• EXTRAIT CITÉ:

▬▬▬▬▬▬

Quant au livre, il débute par les paroles suivantes :
«  C'est de la nature que je vais écrire. Je laisserai les pensées se succéder sous ma plume, dans l'ordre même selon lequel les objets se sont offerts à ma réflexion, parce qu'elles n'en représenteront que mieux les mouvements et la marche de mon esprit. Ce seront ou des vues générales sur l'art expérimental, ou des vues particulières sur un phénomène qui paraît occuper tous nos philosophes et les diviser en deux classes. Les uns ont, ce me semble, beaucoup d'instruments et peu d'idées; les autres ont beaucoup d'idées et n'ont point d'instruments. L'intérêt de la vérité demanderait que ceux qui réfléchissent daignassent enfin s'associer à ceux qui se remuent, afin que le spéculatif fût dispensé de se donner du mouvement; que le manoeuvre eût où but dans les mouvements infinis qu'il se donne; que tous nos efforts se trouvassent réunis et dirigés en même temps contre la résistance de la nature.  »

▬▬▬▬▬▬

Enregistrements du jeu de données:
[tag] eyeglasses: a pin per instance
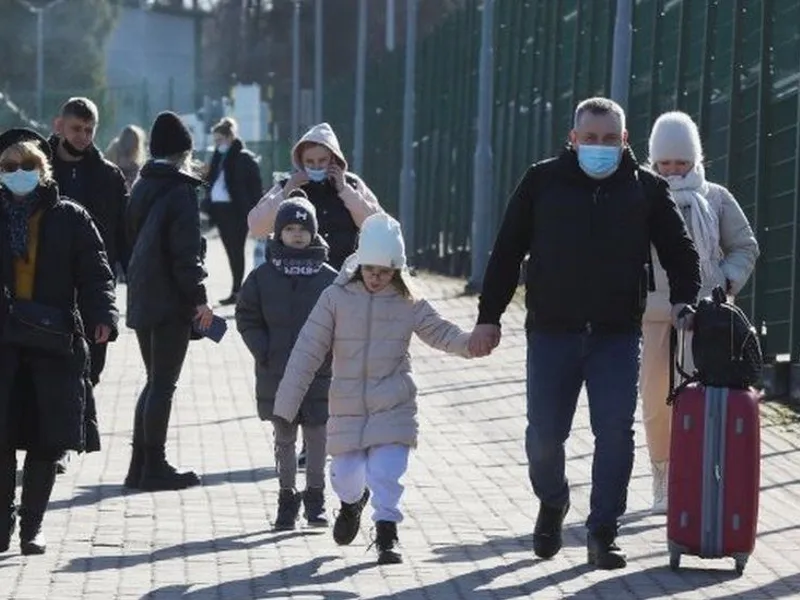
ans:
(9, 166)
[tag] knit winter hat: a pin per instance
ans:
(380, 242)
(296, 210)
(675, 137)
(169, 136)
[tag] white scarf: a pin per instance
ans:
(689, 192)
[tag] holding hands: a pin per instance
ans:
(485, 338)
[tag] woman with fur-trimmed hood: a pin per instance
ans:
(728, 251)
(342, 200)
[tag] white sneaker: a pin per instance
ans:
(660, 472)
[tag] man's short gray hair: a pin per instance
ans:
(599, 106)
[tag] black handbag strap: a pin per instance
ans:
(677, 365)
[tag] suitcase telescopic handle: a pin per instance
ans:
(677, 364)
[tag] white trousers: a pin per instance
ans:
(380, 468)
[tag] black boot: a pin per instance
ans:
(314, 503)
(602, 550)
(547, 540)
(348, 520)
(8, 513)
(134, 476)
(38, 477)
(288, 510)
(159, 475)
(386, 541)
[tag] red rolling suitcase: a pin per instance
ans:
(714, 474)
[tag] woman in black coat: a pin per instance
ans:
(57, 293)
(235, 187)
(165, 294)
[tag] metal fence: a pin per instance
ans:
(734, 65)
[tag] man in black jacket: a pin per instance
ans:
(587, 218)
(85, 176)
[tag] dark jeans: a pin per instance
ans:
(97, 356)
(163, 351)
(38, 477)
(233, 231)
(558, 366)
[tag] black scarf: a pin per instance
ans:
(19, 214)
(298, 261)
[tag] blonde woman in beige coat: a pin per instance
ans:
(728, 251)
(367, 318)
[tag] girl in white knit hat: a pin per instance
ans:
(728, 251)
(367, 318)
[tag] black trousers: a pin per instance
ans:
(163, 351)
(232, 228)
(38, 477)
(97, 357)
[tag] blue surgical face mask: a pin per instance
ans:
(20, 182)
(597, 161)
(317, 175)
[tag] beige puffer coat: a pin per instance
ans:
(372, 399)
(738, 247)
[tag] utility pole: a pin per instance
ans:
(318, 46)
(296, 71)
(407, 174)
(483, 160)
(621, 59)
(361, 74)
(39, 10)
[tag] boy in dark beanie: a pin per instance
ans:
(169, 136)
(274, 303)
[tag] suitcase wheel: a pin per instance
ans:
(741, 563)
(674, 560)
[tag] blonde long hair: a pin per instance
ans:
(29, 150)
(128, 149)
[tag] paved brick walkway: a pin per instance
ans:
(469, 508)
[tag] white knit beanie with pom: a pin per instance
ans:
(675, 137)
(380, 242)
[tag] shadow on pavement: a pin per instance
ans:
(274, 584)
(93, 564)
(94, 494)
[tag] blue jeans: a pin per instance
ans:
(558, 366)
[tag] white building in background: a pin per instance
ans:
(150, 63)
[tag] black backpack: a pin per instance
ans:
(725, 346)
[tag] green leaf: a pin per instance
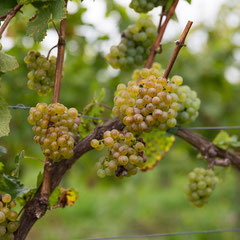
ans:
(3, 151)
(53, 199)
(38, 25)
(18, 159)
(5, 118)
(12, 185)
(58, 10)
(39, 179)
(7, 63)
(6, 5)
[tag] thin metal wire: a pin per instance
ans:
(166, 234)
(212, 128)
(21, 106)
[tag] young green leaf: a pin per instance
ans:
(12, 185)
(7, 63)
(5, 118)
(3, 151)
(18, 159)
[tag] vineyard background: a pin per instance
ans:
(153, 201)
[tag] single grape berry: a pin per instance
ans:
(201, 184)
(55, 129)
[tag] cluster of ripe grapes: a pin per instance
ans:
(8, 218)
(42, 72)
(150, 101)
(125, 154)
(143, 6)
(55, 128)
(134, 46)
(201, 184)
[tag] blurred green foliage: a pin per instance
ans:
(153, 201)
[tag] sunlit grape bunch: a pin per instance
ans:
(143, 6)
(55, 128)
(8, 217)
(134, 46)
(189, 104)
(152, 102)
(41, 76)
(201, 184)
(125, 154)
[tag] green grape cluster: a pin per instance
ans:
(201, 184)
(134, 46)
(125, 154)
(54, 127)
(143, 6)
(152, 102)
(8, 218)
(42, 72)
(189, 104)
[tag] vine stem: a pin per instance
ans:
(46, 185)
(155, 46)
(179, 44)
(8, 17)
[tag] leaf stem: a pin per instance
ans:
(179, 44)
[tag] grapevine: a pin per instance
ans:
(125, 154)
(143, 6)
(41, 76)
(8, 217)
(201, 184)
(133, 49)
(55, 128)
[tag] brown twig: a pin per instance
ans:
(35, 159)
(179, 44)
(9, 17)
(60, 58)
(49, 52)
(160, 35)
(105, 106)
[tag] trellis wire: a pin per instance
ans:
(166, 234)
(21, 106)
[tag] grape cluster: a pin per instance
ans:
(54, 127)
(135, 42)
(151, 103)
(8, 218)
(41, 76)
(189, 105)
(125, 154)
(201, 184)
(143, 6)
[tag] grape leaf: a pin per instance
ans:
(53, 199)
(58, 10)
(3, 151)
(12, 185)
(18, 159)
(5, 118)
(7, 63)
(38, 25)
(158, 143)
(6, 5)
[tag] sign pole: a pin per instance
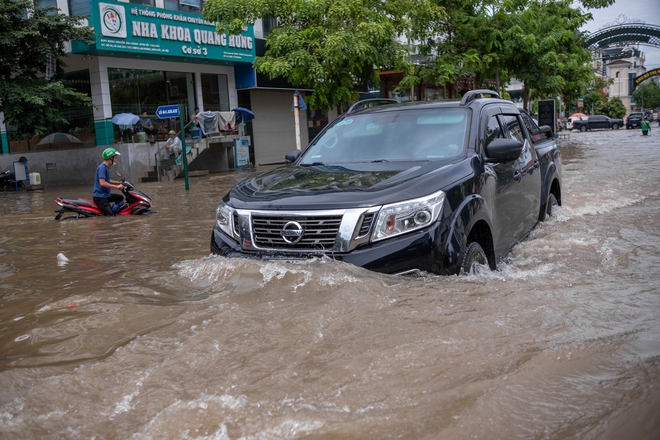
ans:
(297, 119)
(183, 148)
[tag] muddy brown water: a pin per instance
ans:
(142, 334)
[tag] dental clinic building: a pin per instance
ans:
(152, 53)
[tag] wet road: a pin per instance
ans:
(142, 335)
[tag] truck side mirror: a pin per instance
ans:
(292, 156)
(503, 150)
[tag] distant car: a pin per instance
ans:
(634, 120)
(596, 122)
(571, 119)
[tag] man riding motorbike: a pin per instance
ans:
(102, 195)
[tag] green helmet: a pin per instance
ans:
(110, 152)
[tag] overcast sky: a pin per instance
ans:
(647, 11)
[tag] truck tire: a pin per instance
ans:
(473, 256)
(551, 207)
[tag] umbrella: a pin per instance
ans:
(243, 114)
(125, 119)
(60, 138)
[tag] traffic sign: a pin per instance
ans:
(167, 111)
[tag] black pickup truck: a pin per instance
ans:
(597, 122)
(441, 187)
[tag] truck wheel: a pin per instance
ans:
(551, 207)
(473, 257)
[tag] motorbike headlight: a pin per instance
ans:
(223, 218)
(410, 215)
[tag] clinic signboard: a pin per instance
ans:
(149, 32)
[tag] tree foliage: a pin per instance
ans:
(28, 36)
(647, 95)
(613, 108)
(331, 46)
(334, 46)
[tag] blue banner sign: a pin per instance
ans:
(167, 111)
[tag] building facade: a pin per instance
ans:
(153, 53)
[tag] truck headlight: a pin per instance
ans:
(402, 217)
(223, 218)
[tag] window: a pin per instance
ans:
(45, 3)
(493, 130)
(515, 130)
(215, 90)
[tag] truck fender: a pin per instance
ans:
(471, 211)
(550, 177)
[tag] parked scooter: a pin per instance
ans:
(136, 203)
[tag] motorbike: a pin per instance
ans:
(135, 203)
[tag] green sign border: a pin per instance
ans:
(154, 33)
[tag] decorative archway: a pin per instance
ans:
(624, 32)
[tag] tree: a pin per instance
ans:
(613, 108)
(647, 95)
(28, 38)
(331, 46)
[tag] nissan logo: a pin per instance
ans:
(292, 232)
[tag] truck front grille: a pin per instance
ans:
(319, 232)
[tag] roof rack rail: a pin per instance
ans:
(474, 94)
(371, 102)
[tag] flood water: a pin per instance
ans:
(142, 334)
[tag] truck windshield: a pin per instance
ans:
(390, 136)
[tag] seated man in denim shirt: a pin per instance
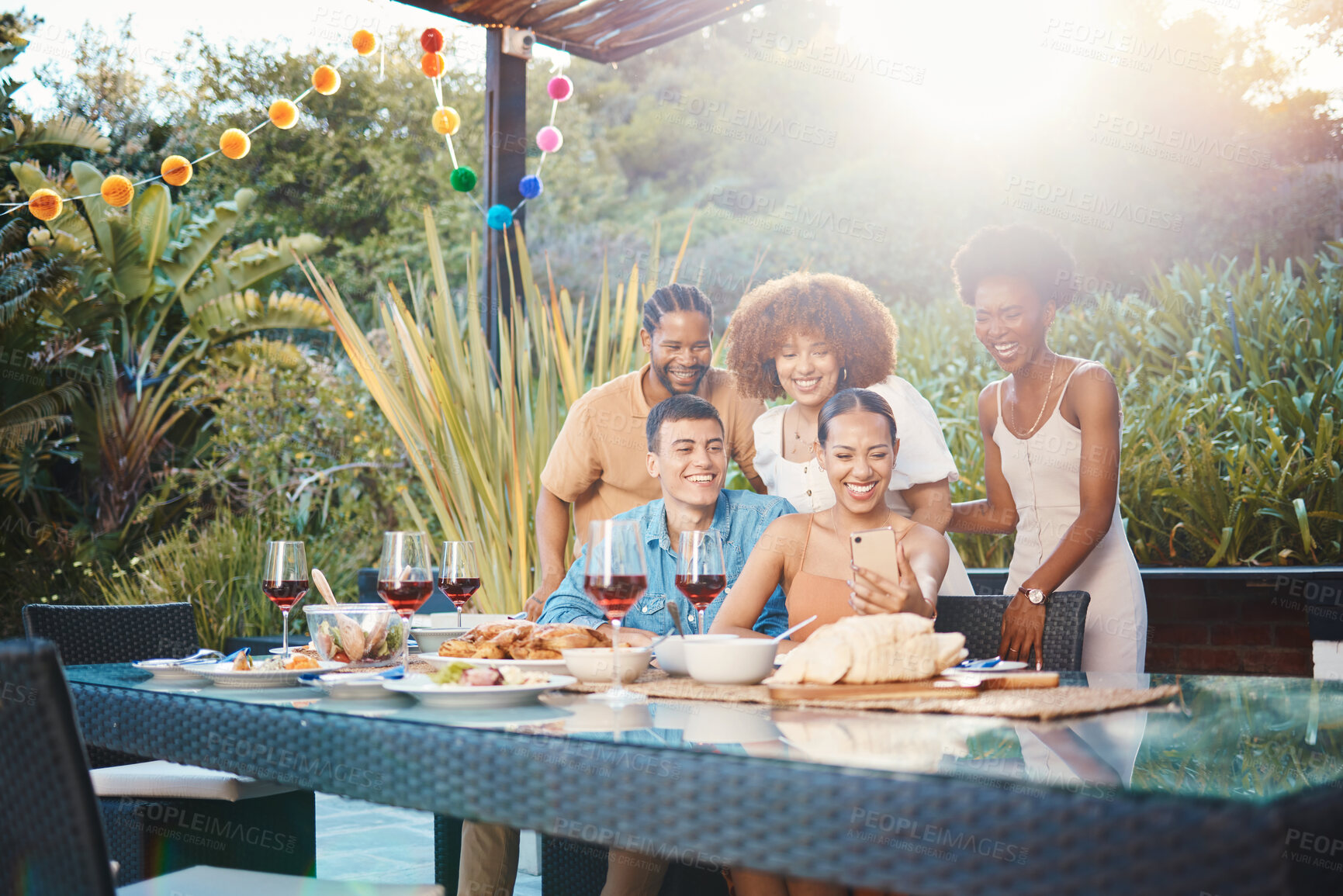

▬▬▬▬▬▬

• CONSIGNE 1:
Les affirmations suivantes concordent-elles avec l'extrait cité ? (a) L'extrait annonce un écrit consacré à la nature. (b) Les pensées y seront présentées selon un plan arrêté d'avance. (c) D'après l'extrait, ceux qui ont beaucoup d'idées disposent aussi de beaucoup d'instruments. Répondez par oui ou non à chacune, en citant textuellement les mots de l'extrait qui tranchent.
• CONSIGNE 2:
Rassemblez chaque ligne des enregistrements où figure le mot "blue".

• RÉPONSE COMPLÈTE 1:
(a) Oui : « C'est de la nature que je vais écrire. »
(b) Non : « Je laisserai les pensées se succéder sous ma plume, dans l'ordre même selon lequel les objets se sont offerts à ma réflexion »
(c) Non : « les autres ont beaucoup d'idées et n'ont point d'instruments »

• RÉPONSE COMPLÈTE 2:
[tag] blue surgical face mask: a pin per instance
[tag] blue jeans: a pin per instance
[tag] blue banner sign: a pin per instance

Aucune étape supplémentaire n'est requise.